Rihm a brillé dans le genre de la symphonie. Il n'en a numéroté que trois au motif déjà évoqué que les suivantes ont fait l'objet de tant de refontes qu'une numérotation aurait posé problème. La Symphonie n°1 a été écrite alors que le compositeur n'avait que 17 ans, il terminait à peine ses études auprès de Karlheinz Stockhausen. Elle est déjà d'une étonnante maîtrise technique.
La Symphonie n°2 (1975) est également une oeuvre de jeunesse, écrite dans un langage sériel accessible. Un CD paru chez Hanssler les propose toutes les deux en même temps que quelques compléments de choix.
La Symphonie n°3 (1979) est nettement plus longue et d'une calme éloquence tout à fait remarquable. Elle fait partie des oeuvres incontournables du Maître.

--*--

▶ _Consignes écrites_:
1/ Répondez aux questions suivantes à partir du texte sur les symphonies de Rihm.
(a) À quel âge le compositeur a-t-il écrit sa Symphonie n°1 ?
(b) En quelle année la Symphonie n°2 a-t-elle été composée ?
(c) Quelle symphonie le texte décrit-il comme nettement plus longue ?
2/ Reproduisez sans rien changer le passage du texte sur les symphonies de Rihm qui s'ouvre sur les mots « La Symphonie n°3 » et se clôt sur « incontournables du Maître. ».
3/ Poursuivez le texte sur les symphonies de Rihm après sa dernière phrase.

--*--

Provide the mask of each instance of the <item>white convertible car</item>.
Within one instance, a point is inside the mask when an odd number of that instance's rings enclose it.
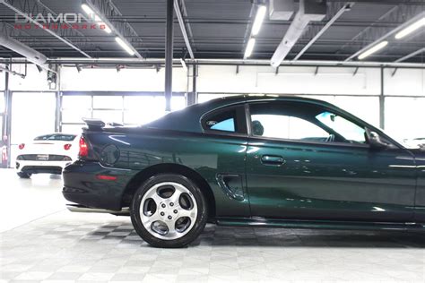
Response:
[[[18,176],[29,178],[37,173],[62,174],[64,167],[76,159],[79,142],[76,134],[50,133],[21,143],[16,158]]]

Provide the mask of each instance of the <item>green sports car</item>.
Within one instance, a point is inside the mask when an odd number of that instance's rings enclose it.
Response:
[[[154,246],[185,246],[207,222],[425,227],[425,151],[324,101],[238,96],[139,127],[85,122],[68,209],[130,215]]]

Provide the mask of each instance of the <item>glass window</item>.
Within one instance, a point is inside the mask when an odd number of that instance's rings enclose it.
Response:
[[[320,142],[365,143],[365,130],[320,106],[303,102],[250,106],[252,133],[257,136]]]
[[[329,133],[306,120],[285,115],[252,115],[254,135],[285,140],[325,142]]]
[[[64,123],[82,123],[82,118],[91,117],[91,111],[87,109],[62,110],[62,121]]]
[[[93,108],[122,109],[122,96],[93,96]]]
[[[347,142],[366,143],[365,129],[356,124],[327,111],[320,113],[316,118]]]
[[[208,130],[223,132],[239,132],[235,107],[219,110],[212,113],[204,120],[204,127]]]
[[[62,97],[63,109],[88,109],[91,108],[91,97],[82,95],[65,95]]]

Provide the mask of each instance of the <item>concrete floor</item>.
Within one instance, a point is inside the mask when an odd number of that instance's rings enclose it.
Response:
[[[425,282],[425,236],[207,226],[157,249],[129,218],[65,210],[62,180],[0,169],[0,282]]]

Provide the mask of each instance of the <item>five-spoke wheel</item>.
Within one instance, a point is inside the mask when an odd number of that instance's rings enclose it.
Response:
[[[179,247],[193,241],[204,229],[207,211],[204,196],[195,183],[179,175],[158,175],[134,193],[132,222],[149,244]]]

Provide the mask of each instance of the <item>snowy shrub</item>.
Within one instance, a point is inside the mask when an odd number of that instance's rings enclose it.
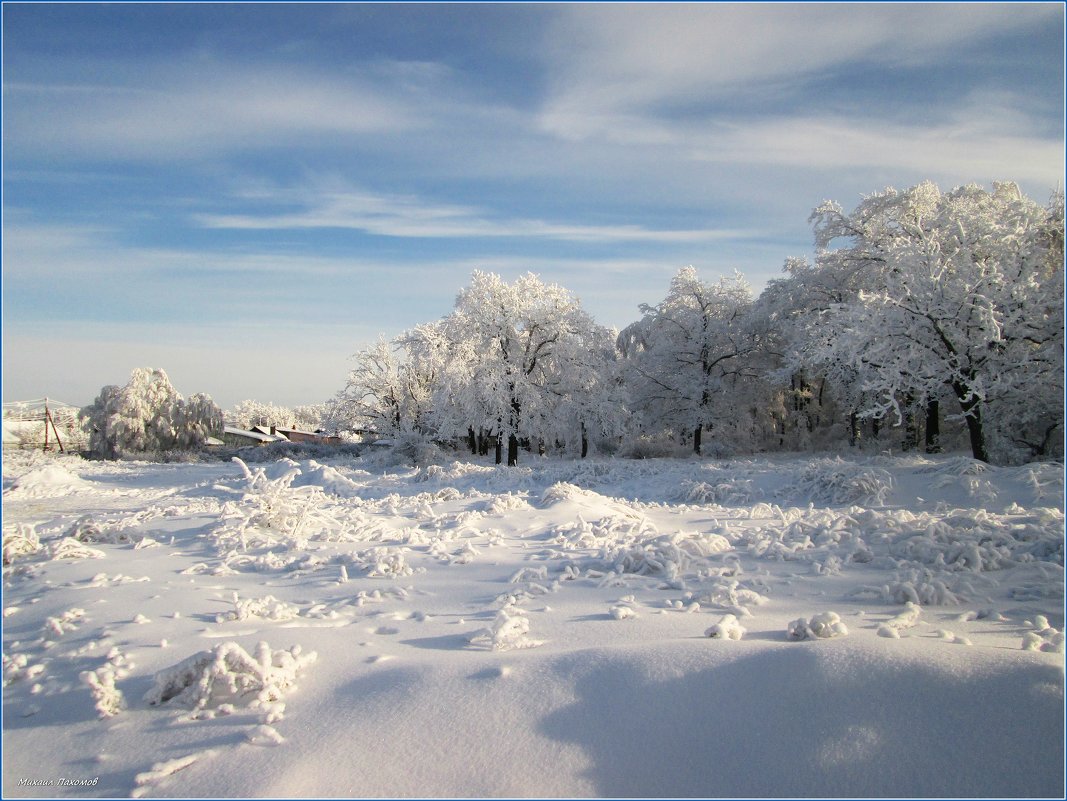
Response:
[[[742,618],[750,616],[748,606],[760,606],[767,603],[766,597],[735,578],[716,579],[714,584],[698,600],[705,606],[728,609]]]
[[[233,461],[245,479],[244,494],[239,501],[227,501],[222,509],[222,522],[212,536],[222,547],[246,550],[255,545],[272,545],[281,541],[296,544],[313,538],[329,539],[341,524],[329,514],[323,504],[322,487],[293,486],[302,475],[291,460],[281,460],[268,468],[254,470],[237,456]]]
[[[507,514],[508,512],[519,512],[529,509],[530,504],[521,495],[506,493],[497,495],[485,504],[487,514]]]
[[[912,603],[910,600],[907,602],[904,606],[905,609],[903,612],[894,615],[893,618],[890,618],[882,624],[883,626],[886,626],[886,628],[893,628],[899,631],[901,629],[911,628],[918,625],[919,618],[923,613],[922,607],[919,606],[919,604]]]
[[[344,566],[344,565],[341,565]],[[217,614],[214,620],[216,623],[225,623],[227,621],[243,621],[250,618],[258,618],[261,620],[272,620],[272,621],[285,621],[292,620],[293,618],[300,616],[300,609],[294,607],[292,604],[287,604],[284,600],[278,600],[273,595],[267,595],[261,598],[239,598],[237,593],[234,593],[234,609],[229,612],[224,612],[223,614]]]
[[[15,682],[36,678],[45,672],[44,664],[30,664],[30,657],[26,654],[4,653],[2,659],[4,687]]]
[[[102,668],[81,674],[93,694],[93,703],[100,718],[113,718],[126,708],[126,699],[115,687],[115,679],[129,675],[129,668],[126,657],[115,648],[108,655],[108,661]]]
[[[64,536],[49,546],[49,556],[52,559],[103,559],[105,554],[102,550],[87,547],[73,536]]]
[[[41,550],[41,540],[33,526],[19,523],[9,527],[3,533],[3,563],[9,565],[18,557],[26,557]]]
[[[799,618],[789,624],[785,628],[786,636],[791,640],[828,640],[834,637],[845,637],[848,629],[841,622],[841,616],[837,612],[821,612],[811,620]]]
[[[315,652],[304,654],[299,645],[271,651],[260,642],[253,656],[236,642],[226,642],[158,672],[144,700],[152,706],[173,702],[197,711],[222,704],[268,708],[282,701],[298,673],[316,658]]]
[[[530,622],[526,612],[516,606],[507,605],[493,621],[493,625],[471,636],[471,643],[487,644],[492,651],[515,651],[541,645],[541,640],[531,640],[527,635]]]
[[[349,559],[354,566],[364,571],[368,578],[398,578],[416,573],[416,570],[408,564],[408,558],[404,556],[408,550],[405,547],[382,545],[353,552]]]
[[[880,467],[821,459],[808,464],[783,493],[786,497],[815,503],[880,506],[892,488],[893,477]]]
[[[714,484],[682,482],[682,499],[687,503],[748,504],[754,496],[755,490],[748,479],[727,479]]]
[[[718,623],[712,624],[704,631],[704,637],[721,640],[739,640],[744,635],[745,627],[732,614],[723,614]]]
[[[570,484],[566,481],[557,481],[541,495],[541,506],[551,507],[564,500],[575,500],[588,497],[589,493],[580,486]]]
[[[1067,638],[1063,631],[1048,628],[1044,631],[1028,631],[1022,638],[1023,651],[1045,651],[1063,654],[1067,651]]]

--*--

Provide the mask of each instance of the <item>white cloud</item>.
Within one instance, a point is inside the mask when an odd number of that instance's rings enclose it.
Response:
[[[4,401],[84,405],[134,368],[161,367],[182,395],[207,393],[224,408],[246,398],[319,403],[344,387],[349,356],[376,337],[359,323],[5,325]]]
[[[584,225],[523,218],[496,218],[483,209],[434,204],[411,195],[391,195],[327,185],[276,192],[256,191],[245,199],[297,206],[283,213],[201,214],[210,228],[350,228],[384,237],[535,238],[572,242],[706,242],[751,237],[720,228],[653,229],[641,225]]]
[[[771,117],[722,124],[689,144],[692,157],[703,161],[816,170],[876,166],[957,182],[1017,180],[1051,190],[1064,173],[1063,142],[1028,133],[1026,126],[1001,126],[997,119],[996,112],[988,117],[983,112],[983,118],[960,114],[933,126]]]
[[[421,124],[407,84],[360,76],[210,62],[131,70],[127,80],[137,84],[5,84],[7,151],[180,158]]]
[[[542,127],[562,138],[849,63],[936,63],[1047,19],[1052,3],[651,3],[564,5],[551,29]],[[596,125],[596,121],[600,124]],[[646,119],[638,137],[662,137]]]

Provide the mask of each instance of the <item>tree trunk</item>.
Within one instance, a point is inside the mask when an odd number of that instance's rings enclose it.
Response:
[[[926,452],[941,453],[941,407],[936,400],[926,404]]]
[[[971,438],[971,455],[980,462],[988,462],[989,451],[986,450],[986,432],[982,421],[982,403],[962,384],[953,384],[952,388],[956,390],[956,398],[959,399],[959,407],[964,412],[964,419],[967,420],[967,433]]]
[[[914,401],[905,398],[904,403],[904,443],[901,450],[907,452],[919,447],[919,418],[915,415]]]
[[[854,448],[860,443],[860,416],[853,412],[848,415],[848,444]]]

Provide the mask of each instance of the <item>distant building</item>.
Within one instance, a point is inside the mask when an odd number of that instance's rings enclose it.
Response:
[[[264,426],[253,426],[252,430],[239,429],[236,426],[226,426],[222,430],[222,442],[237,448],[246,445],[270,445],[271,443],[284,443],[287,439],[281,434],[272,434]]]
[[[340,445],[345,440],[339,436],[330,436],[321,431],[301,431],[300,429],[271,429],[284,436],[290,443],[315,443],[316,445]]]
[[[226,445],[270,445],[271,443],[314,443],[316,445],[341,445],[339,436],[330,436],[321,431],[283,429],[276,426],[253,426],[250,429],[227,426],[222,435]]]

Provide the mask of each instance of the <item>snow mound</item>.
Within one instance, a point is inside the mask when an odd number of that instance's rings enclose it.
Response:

--*--

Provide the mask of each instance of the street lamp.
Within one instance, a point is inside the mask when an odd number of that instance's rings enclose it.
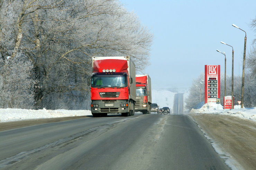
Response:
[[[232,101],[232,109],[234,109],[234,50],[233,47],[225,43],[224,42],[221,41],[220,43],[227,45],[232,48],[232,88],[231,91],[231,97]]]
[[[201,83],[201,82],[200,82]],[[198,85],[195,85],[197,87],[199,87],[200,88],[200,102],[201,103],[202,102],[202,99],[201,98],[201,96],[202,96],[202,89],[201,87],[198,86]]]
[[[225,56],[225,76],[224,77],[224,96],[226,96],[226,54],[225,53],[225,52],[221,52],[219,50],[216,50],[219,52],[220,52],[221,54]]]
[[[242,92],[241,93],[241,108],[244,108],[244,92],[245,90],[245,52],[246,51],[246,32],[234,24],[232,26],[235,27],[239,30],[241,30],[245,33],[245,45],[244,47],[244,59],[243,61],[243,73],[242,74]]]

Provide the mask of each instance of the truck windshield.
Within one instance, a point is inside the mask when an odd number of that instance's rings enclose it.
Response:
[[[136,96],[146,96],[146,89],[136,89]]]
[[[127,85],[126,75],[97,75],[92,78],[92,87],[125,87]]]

--*--

▶ _Réponses par consigne_:
1/
(a) À 17 ans.
(b) En 1975.
(c) La Symphonie n°3 (1979).

2/
La Symphonie n°3 (1979) est nettement plus longue et d'une calme éloquence tout à fait remarquable. Elle fait partie des oeuvres incontournables du Maître.

3/
Rihm a ensuite repensé la symphonie dans une conception élargie, à géométrie variable dans le temps comme dans l'espace. Nähe Fern (Proximité lointaine, 2012) est une commande de l'Orchestre de Lucerne qui souhaitait que son cycle des symphonies de Brahms, une par concert, fasse l'objet d'un commentaire musical de la plume de Rihm. Grand admirateur de Brahms, celui-ci a accepté la proposition avec enthousiasme. Chacun de ses essais s'inscrit en écho d'une symphonie ne lui empruntant des motifs que pour les déformer aussitôt; seule l'atmosphère harmonique est évoquée avec insistance (Testez votre connaissance des symphonies de Brahms au travers de ce prisme (très) déformant : n°1 , n°2 , n°3 , n°4 ). Les quatre essais créés séparément ont été réunis ultérieurement en une symphonie autonome à laquelle le compositeur a ajouté un court cinquième mouvement, chanté sur un poème de Goethe. Dans la même veine que Nähe Fern, ne manquez pas Vers une Symphonie fleuve (1995) ni surtout les 6 magnifiques épisodes de Verwandlung (2006-2014) (Part 3 et Part 6) qui mélangent hardiment des réminiscences de Brahms, de Mahler et de Schönberg.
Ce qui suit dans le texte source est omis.